ACTIONS À MENER:
1. Réécrivez le passage du texte à lire allant de "Si l’on prenait" jusqu’à "de nombreux domaines.", en remplaçant "cavalier" par "jockey".
2. D’après le texte à lire, que représente le dernier palier franchi par le consolé ?

--- TEXTE À LIRE ---

Mettre le pied à l’étrier
Souvent j’entends parler de l’excellence et de la difficulté d’être chrétien cathare consolé. Sans fausse modestie, je suis en totale contradiction avec cette conception. Le consolé atteint un niveau d’avancement qui est le résultat d’une série d’événements et d’épreuves qui sont derrière lui et le dernier palier qu’il a franchi n’est que la suite logique de l’engagement qu’il a pris bien longtemps auparavant.
Si l’on prenait comme exemple un cavalier. Je dirais que l’effort fourni par l’athlète de parcours complet est le résultat d’un travail assidu qui concerne une personne hautement motivée pour cet objectif. Mais cet effort n’aurait jamais pu se produire si quelque chose était venu bloquer celui ou celle qu’il était le jour où il a décidé de mettre le pied à l’étrier pour la première fois et de se lancer dans l’aventure de l’équitation. Car il sait à ce moment que cela le forcera à maîtriser les bases de ce sport, ce qui lui demandera de lourds efforts. Ce n’est pas pour rien que l’on emploie cette locution : « mettre le pied à l’étrier » dans de nombreux domaines.

--- LISTE FOURNIE ---

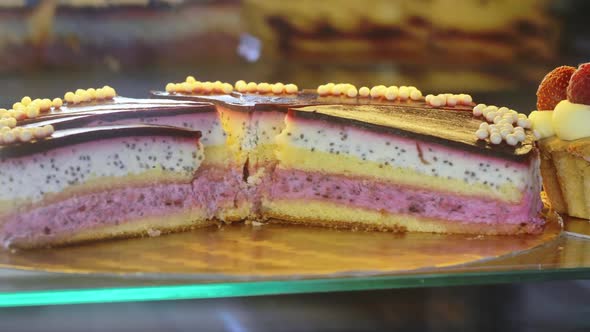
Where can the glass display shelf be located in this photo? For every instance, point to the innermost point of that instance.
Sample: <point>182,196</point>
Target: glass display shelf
<point>246,260</point>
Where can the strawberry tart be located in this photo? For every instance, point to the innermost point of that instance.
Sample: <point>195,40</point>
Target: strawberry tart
<point>561,121</point>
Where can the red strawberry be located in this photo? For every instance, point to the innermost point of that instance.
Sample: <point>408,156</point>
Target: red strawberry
<point>578,90</point>
<point>553,87</point>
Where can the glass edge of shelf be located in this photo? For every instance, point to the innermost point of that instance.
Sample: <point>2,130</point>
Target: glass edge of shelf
<point>283,287</point>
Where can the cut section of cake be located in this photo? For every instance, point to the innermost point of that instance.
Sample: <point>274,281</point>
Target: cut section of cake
<point>253,114</point>
<point>96,183</point>
<point>221,183</point>
<point>401,168</point>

---

RÉSULTATS:
1.
Si l’on prenait comme exemple un jockey. Je dirais que l’effort fourni par l’athlète de parcours complet est le résultat d’un travail assidu qui concerne une personne hautement motivée pour cet objectif. Mais cet effort n’aurait jamais pu se produire si quelque chose était venu bloquer celui ou celle qu’il était le jour où il a décidé de mettre le pied à l’étrier pour la première fois et de se lancer dans l’aventure de l’équitation. Car il sait à ce moment que cela le forcera à maîtriser les bases de ce sport, ce qui lui demandera de lourds efforts. Ce n’est pas pour rien que l’on emploie cette locution : « mettre le pied à l’étrier » dans de nombreux domaines.

2. Il n’est que la suite logique de l’engagement que le consolé a pris bien longtemps auparavant.